What is needed: Rewrite every one of the lines below as a numbered list, skipping blank lines and leaving the pictures out.

[Start Given data]

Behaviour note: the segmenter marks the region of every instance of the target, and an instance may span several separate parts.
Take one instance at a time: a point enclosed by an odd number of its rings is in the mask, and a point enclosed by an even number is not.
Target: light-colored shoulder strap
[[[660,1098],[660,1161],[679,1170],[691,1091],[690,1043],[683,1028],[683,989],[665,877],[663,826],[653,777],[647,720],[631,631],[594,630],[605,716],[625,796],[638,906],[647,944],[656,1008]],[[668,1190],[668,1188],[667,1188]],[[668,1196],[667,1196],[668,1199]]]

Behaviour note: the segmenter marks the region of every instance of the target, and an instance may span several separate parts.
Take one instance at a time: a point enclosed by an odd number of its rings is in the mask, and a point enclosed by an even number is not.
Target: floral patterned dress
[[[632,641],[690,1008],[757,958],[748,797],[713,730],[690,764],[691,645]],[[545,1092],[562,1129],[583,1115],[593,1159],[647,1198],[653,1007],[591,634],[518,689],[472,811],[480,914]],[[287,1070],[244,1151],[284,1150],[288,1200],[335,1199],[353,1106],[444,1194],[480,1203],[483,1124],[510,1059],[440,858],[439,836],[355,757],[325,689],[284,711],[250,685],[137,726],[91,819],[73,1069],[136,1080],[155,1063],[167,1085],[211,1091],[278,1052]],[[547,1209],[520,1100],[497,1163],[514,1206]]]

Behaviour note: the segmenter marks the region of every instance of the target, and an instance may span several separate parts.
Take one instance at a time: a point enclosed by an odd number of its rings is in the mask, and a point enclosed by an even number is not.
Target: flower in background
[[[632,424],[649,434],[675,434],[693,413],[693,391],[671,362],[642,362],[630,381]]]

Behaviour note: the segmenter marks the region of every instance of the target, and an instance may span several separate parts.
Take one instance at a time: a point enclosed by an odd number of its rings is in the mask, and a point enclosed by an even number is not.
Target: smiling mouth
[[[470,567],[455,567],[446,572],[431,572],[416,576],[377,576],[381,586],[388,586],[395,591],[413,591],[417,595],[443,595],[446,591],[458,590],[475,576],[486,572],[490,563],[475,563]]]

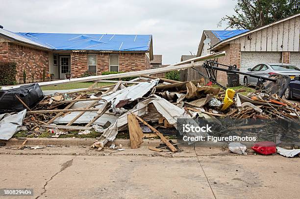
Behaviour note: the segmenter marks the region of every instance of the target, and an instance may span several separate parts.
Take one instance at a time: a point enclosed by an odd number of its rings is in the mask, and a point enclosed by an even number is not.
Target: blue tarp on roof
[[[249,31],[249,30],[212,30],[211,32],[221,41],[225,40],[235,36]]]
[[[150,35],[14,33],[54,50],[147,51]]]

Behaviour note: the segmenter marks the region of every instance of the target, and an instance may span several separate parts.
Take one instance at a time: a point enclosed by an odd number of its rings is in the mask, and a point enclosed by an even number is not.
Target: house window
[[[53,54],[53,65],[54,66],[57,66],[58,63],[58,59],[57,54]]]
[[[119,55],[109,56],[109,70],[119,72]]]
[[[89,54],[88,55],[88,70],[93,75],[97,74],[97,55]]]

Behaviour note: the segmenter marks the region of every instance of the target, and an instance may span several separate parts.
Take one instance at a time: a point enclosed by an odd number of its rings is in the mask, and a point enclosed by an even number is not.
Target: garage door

[End Given data]

Exercise solution:
1. Behaviour note: the segmenter marks the region of every instance of the target, and an instance may span several separate parts.
2. Take one instance at a time: a point enclosed by an odd number of its rings is in the mask, and a point enclosed by an even number is not.
3. Target: light-colored shoulder strap
4. [[[660,1098],[660,1161],[679,1170],[691,1091],[690,1043],[683,1028],[683,989],[665,877],[663,826],[653,777],[647,720],[631,631],[594,630],[605,716],[625,796],[638,906],[647,944],[656,1008]],[[668,1190],[668,1188],[667,1188]],[[668,1196],[667,1196],[668,1199]]]
5. Behaviour note: the segmenter marks the region of every instance of the target, and an instance may span several separate parts.
6. Take one instance at a time: a point enclosed by an odd number of its rings is in the mask, and a point enclosed by an even number is not.
7. Target: floral patterned dress
8. [[[632,641],[690,1008],[757,958],[748,797],[713,730],[690,764],[691,645]],[[545,1092],[562,1129],[583,1115],[593,1159],[647,1198],[653,1007],[591,634],[518,689],[472,811],[480,914]],[[287,1070],[244,1151],[284,1150],[288,1200],[335,1199],[353,1106],[444,1194],[480,1203],[483,1124],[510,1059],[440,858],[439,836],[355,757],[325,689],[284,711],[250,685],[137,726],[91,819],[73,1069],[136,1080],[155,1063],[167,1085],[211,1091],[278,1052]],[[547,1209],[520,1100],[497,1163],[514,1206]]]
9. Behaviour note: the segmenter marks the region of every instance of the target, and an instance may span several separate parts.
10. Take one instance at a time: a point enclosed by an odd number of its rings is in the mask, and a point enclosed by an even number is not.
11. Target: flower in background
12. [[[632,424],[649,434],[675,434],[693,413],[693,391],[671,362],[642,362],[630,381]]]
13. Behaviour note: the segmenter marks the region of every instance of the target, and an instance may span several separate parts.
14. Take one instance at a time: a point enclosed by an odd number of its rings is in the mask, and a point enclosed by an even number is not.
15. Target: smiling mouth
16. [[[470,567],[455,567],[446,572],[431,572],[416,576],[377,576],[381,586],[388,586],[395,591],[413,591],[417,595],[443,595],[446,591],[458,590],[475,576],[486,572],[490,563],[475,563]]]
17. Behaviour note: the segmenter marks the region of every instance of the target, and an instance may span several separate parts.
18. Take one instance at a time: a point enclosed by an odd number of its rings is in the mask, and a point enclosed by an even number is not.
19. Target: blue tarp on roof
20. [[[249,31],[249,30],[212,30],[211,32],[221,41],[225,40],[235,36]]]
21. [[[150,35],[14,33],[54,50],[147,51]]]
22. Behaviour note: the segmenter marks the region of every instance of the target, and an instance may span several separate parts.
23. Take one instance at a time: a point enclosed by an odd number of its rings is in the mask, and a point enclosed by an even number is not.
24. Target: house window
25. [[[53,54],[53,65],[54,66],[57,66],[58,63],[58,59],[57,54]]]
26. [[[119,55],[109,56],[109,70],[119,72]]]
27. [[[89,54],[88,55],[88,70],[93,75],[97,74],[97,55]]]
28. Behaviour note: the segmenter marks the region of every instance of the target, and an instance may span several separate parts.
29. Take one instance at a time: a point enclosed by an odd number of its rings is in the mask, and a point enclosed by an even number is not.
30. Target: garage door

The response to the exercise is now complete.